> **What you have to do**
Whenever a line below holds the word "sleeve", copy that line.

> **Available data**
##########

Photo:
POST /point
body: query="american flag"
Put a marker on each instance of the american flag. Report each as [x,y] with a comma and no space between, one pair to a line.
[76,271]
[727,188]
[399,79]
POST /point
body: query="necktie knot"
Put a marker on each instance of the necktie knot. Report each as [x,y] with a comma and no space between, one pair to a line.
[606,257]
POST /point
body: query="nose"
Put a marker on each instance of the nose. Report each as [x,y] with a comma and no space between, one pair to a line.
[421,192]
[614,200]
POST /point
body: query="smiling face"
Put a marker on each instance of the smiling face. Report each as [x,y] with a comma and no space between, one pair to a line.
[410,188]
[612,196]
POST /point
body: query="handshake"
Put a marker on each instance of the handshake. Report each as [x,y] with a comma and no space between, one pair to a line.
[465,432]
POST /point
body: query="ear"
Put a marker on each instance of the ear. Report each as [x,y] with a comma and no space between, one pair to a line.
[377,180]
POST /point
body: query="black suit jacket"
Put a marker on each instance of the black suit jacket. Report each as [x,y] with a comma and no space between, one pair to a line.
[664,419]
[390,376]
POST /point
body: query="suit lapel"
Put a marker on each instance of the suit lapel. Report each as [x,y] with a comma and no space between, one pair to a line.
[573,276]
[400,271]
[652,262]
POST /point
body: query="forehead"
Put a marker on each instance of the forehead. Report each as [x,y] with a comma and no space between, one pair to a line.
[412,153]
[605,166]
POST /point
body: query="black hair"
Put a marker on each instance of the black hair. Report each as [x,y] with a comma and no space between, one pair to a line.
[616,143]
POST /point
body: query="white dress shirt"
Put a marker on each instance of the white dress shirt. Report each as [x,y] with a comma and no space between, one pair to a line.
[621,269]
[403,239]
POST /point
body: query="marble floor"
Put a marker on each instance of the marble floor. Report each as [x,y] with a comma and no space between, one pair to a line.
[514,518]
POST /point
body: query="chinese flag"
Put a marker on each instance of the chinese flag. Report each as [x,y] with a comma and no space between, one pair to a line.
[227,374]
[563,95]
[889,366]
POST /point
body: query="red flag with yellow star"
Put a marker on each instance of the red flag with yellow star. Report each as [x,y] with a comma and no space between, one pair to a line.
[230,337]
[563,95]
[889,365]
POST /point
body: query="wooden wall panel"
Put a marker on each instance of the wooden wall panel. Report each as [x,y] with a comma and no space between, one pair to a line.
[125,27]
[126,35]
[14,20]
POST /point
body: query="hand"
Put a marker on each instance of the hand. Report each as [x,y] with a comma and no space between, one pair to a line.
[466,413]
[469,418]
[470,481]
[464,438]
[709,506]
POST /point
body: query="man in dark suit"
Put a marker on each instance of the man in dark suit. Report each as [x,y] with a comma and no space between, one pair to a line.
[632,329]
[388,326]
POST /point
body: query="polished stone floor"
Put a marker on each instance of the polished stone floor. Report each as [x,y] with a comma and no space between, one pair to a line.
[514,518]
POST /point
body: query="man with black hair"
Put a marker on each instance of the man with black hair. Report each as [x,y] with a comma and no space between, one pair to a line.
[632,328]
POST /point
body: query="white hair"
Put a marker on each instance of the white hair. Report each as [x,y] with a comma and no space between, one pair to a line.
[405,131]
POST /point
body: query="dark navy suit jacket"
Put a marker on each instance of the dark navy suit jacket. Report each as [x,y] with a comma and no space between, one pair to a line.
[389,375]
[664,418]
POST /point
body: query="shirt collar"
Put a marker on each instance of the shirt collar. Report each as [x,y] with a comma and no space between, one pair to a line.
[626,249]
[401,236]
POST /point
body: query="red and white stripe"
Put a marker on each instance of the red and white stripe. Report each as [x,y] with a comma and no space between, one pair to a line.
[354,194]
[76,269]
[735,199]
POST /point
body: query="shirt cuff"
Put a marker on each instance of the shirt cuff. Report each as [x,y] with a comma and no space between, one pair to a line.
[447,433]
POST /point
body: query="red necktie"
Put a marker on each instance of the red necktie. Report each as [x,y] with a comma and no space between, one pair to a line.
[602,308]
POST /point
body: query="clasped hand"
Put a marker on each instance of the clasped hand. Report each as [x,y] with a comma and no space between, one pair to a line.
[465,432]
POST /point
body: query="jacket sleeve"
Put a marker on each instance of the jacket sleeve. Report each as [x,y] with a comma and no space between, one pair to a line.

##########

> **Reply to the exercise**
body: query="jacket sleeve"
Put a marker on each instance of the jacket sleeve. Report each as [x,y] with a comma and no space between, one pair to a line.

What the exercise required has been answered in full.